╔══

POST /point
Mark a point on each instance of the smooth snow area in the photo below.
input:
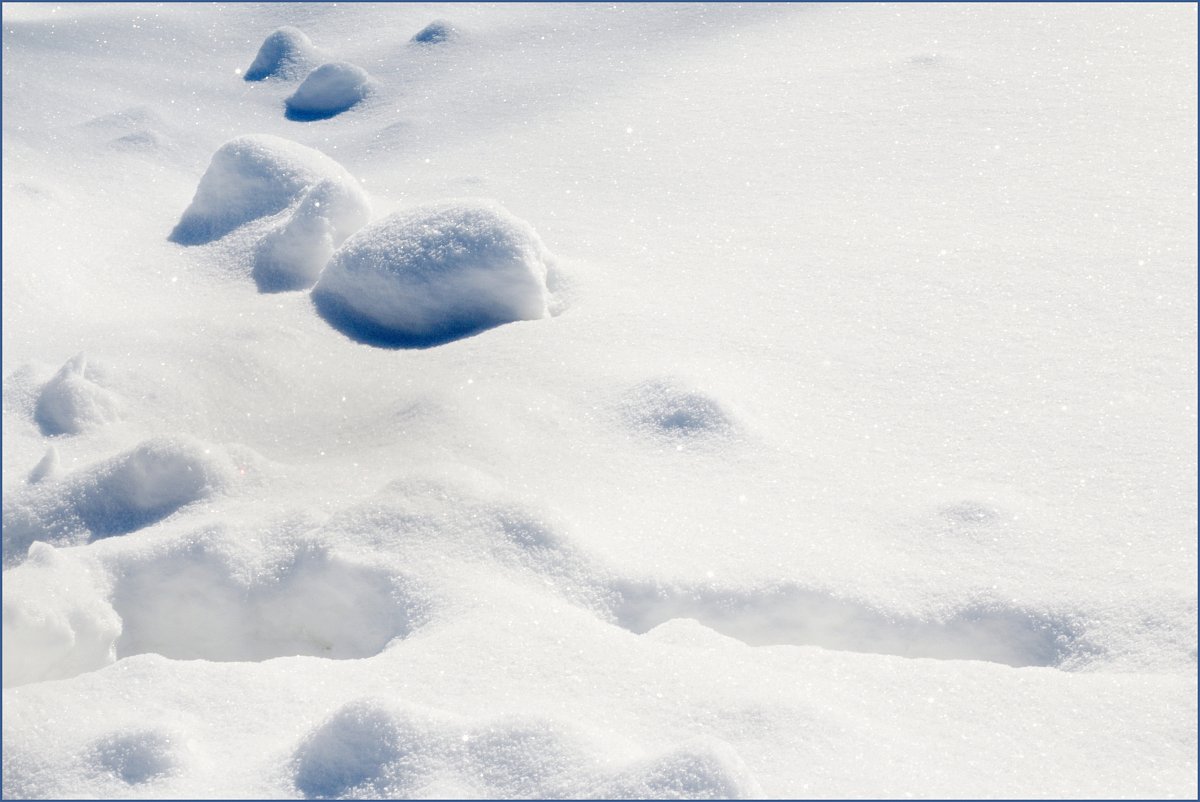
(599, 400)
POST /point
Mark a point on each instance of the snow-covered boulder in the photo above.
(292, 257)
(330, 89)
(72, 401)
(253, 177)
(115, 496)
(286, 53)
(436, 33)
(433, 274)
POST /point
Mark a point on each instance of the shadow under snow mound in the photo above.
(328, 90)
(117, 496)
(433, 274)
(255, 177)
(286, 53)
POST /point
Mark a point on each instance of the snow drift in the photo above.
(329, 90)
(433, 274)
(72, 401)
(253, 177)
(436, 33)
(293, 256)
(115, 496)
(286, 53)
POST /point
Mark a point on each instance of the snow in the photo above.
(72, 400)
(328, 90)
(255, 177)
(436, 33)
(294, 255)
(286, 53)
(437, 273)
(653, 400)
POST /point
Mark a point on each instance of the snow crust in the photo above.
(432, 274)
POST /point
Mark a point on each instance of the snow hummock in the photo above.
(436, 33)
(286, 53)
(329, 90)
(57, 621)
(433, 274)
(115, 496)
(72, 401)
(293, 256)
(253, 177)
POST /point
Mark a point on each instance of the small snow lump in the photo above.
(292, 257)
(286, 53)
(249, 178)
(330, 89)
(433, 274)
(436, 33)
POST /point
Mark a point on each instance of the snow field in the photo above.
(328, 90)
(433, 274)
(828, 479)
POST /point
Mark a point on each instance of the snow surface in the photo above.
(328, 90)
(437, 273)
(845, 448)
(286, 53)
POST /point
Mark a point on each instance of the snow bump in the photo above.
(117, 496)
(433, 274)
(329, 90)
(72, 401)
(286, 53)
(255, 177)
(293, 256)
(436, 33)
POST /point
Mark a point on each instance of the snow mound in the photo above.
(371, 748)
(117, 496)
(329, 90)
(286, 53)
(293, 256)
(436, 33)
(199, 600)
(136, 755)
(705, 768)
(253, 177)
(670, 408)
(48, 467)
(57, 621)
(72, 401)
(433, 274)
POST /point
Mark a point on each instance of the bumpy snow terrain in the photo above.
(599, 400)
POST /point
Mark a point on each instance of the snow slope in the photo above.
(845, 446)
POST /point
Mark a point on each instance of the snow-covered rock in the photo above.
(328, 90)
(286, 53)
(433, 274)
(252, 177)
(436, 33)
(115, 496)
(72, 401)
(293, 256)
(57, 621)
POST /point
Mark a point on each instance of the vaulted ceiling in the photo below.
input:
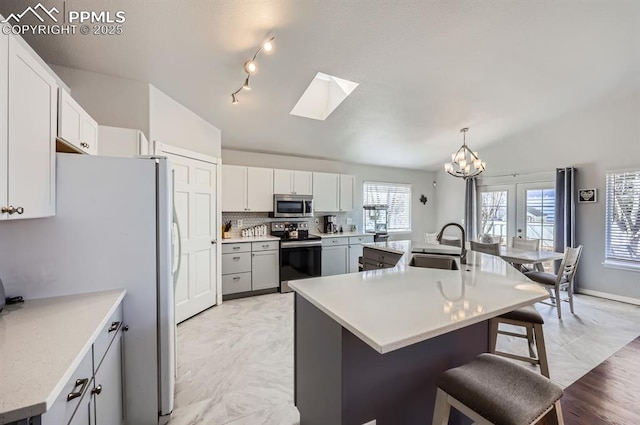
(425, 68)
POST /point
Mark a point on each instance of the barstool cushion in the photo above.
(542, 277)
(499, 390)
(525, 314)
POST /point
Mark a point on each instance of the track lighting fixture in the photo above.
(250, 67)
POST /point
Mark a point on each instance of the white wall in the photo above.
(604, 136)
(422, 216)
(172, 123)
(112, 101)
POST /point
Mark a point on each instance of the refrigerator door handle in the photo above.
(176, 270)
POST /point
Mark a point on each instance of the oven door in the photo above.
(299, 260)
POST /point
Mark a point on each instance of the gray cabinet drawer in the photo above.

╚══

• Problem details
Search the entries for the word "below". Copy each line where it appears.

• Answer to this exercise
Mark a point on each instance of the smooth snow area in the photo below.
Mark a point on each instance of the vaulted ceiling in the photo below.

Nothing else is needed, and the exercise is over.